Print the first line of the records below and every line after it, up to and including the line with "Target: white t-shirt". Print nothing else.

===== Data for review =====

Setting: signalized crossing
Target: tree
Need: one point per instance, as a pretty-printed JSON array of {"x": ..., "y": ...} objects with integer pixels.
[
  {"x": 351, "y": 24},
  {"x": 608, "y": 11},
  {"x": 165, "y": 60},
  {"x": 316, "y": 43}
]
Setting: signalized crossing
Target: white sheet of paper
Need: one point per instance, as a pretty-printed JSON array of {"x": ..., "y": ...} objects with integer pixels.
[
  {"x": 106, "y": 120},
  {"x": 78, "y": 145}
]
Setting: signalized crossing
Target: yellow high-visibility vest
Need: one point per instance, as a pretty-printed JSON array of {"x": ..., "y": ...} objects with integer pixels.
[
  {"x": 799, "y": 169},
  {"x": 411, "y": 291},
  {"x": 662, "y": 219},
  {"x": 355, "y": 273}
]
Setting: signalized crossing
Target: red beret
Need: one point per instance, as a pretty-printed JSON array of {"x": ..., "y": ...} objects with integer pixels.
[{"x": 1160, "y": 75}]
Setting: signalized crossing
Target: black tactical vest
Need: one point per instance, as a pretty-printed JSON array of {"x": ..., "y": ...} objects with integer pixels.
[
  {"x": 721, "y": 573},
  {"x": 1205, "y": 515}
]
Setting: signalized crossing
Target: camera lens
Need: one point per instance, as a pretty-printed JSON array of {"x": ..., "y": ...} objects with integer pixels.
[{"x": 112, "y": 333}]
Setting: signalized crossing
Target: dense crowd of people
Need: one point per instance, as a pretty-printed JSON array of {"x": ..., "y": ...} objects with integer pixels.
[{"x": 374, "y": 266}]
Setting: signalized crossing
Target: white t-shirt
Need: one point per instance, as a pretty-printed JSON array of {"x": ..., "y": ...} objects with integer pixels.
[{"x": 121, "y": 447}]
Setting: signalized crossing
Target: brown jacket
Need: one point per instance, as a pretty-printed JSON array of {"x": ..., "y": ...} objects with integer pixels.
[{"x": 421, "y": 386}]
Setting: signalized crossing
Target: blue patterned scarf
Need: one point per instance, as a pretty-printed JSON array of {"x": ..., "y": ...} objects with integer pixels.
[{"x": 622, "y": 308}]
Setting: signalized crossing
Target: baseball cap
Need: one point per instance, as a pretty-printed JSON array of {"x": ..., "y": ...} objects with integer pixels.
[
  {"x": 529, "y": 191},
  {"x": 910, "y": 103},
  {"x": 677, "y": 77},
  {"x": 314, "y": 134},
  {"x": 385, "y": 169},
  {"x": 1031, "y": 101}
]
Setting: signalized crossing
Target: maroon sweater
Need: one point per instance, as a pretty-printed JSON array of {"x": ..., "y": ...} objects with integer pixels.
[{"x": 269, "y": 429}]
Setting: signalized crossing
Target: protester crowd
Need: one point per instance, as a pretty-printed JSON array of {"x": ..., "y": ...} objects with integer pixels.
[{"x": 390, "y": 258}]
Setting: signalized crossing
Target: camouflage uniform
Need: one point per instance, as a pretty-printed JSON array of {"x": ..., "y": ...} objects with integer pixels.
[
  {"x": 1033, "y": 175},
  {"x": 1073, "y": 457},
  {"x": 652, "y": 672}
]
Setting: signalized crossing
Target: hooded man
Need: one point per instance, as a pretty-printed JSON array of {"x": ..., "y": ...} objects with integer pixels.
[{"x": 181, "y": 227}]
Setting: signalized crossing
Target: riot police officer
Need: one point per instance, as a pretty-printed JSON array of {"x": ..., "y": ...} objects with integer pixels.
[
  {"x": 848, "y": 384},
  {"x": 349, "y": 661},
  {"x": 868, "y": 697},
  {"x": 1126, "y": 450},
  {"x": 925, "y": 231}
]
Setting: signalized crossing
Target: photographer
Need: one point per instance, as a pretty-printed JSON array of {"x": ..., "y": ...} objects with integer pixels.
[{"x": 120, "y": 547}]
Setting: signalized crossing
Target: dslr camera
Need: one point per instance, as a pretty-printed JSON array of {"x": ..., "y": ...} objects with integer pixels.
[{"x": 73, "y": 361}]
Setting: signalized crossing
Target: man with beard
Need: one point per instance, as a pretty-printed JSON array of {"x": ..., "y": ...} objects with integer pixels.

=====

● **Output of the exercise**
Setting: signalized crossing
Target: tree
Need: one point per instance, as a pretty-printed JSON array of {"x": ..., "y": ...} objects with integer pixels.
[
  {"x": 351, "y": 24},
  {"x": 608, "y": 11},
  {"x": 165, "y": 60},
  {"x": 316, "y": 43}
]
Setting: signalized crossing
Target: white sheet of paper
Need: one point per instance, as a pretty-printed JSON array of {"x": ..., "y": ...} objects with integer pixels.
[
  {"x": 106, "y": 120},
  {"x": 78, "y": 145}
]
Setting: signalized crossing
Target: yellow high-visibility vest
Need: one point per instance, as a pretty-printed JSON array of {"x": ..., "y": ...} objects with integer pixels.
[
  {"x": 799, "y": 169},
  {"x": 411, "y": 291},
  {"x": 662, "y": 219},
  {"x": 355, "y": 273}
]
Setting: signalized crossing
Target: red beret
Need: one point per instance, as a pretty-printed JSON array of {"x": ..., "y": ...} objects with integer pixels.
[{"x": 1160, "y": 75}]
Setting: signalized crossing
Target: black tactical vest
Need: one point per instance, as a pretty-printed JSON array of {"x": ..., "y": ...} objects with integer pixels.
[
  {"x": 721, "y": 573},
  {"x": 1205, "y": 515}
]
Setting: signalized crossing
Target: camera lens
Need: one point per instance, as a pretty-printed JSON array of {"x": ..., "y": ...} objects with integer pixels.
[{"x": 112, "y": 333}]
Setting: signalized crossing
Target: dense crowd of people
Need: one point per instance, as a pretty-printed JSON array of {"x": ..., "y": ...} objects with integer pixels.
[{"x": 374, "y": 266}]
Setting: signalized crossing
Target: white t-shirt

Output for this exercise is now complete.